_Exercise description:_ Please copy out the data word for word, from the line containing "Phrase: stone paving slab" through the line containing "(1267, 490)", including both of those lines.

_Data for processing:_
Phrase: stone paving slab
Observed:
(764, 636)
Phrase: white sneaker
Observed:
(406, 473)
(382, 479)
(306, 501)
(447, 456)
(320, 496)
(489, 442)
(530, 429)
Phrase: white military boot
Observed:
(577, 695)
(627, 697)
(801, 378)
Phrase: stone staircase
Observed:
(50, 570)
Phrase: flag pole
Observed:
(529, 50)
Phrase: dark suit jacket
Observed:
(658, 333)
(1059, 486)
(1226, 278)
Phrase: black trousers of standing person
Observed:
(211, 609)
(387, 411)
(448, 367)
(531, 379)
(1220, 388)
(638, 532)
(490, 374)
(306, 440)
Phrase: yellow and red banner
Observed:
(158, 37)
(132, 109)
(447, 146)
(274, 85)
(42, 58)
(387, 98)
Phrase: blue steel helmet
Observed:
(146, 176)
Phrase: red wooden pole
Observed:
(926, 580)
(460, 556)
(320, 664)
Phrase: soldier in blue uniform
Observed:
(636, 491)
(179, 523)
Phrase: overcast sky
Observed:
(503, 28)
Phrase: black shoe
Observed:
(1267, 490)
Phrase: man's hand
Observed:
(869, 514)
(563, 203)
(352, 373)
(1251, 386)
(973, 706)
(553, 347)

* * *

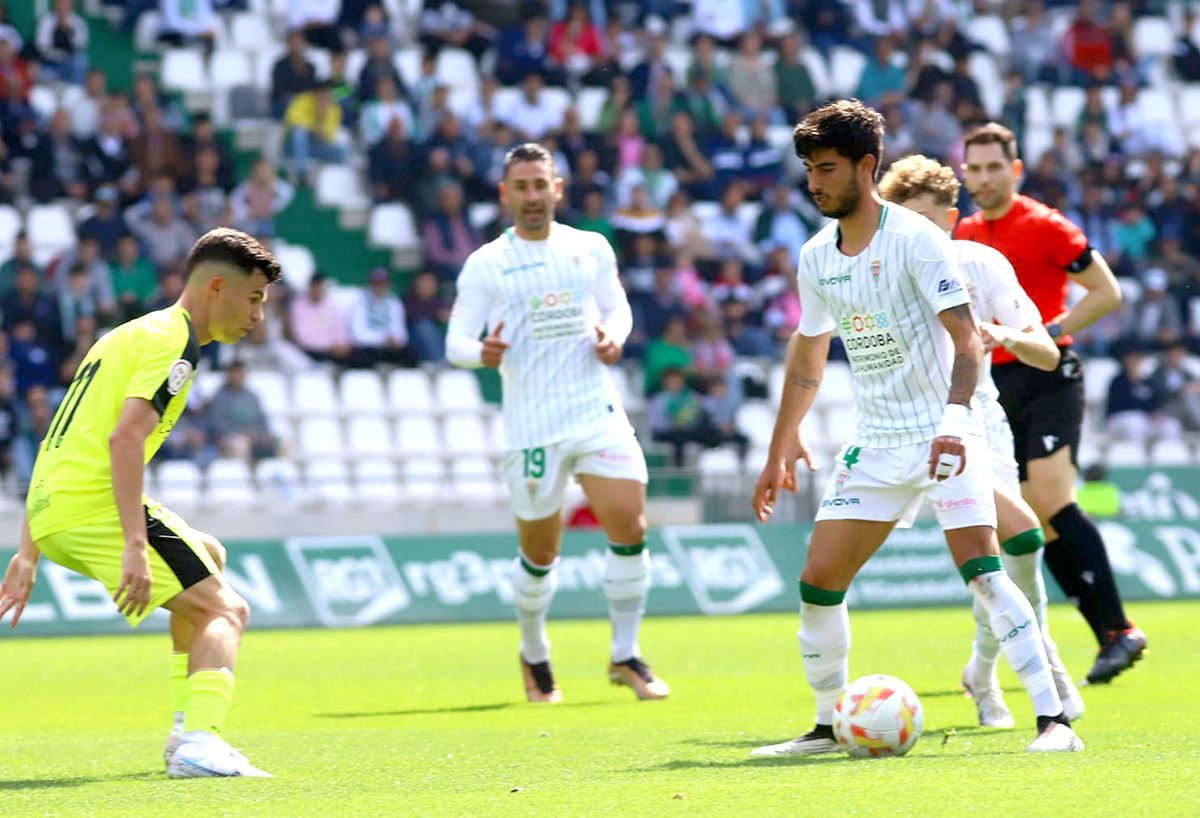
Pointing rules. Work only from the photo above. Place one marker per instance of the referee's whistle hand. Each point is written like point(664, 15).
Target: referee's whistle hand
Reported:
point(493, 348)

...

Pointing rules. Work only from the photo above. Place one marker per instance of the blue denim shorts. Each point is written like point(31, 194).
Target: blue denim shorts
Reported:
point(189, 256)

_Result below:_
Phrase: stone paving slab
Observed:
(764, 636)
Phrase: white sneaker
Observed:
(406, 473)
(382, 479)
(306, 501)
(447, 456)
(320, 496)
(489, 442)
(530, 429)
Phrase: white military boot
Observed:
(577, 695)
(627, 697)
(801, 378)
Phrase: stone staircase
Observed:
(50, 570)
Phrase: flag pole
Observed:
(529, 50)
Phrase: dark suit jacket
Observed:
(658, 333)
(1059, 486)
(1226, 278)
Phrase: black trousers of standing person
Observed:
(211, 609)
(387, 411)
(448, 367)
(531, 379)
(1220, 388)
(638, 532)
(490, 374)
(306, 440)
Phrase: yellow and red banner
Observed:
(158, 37)
(132, 109)
(447, 146)
(274, 85)
(42, 58)
(387, 98)
Phrase: blue steel helmet
Observed:
(146, 176)
Phrase: red wooden pole
Observed:
(926, 580)
(460, 556)
(320, 664)
Phrase: soldier in blue uniform
Observed:
(636, 491)
(179, 523)
Phrase: overcast sky
Observed:
(503, 28)
Phrase: black shoe
Observed:
(1267, 490)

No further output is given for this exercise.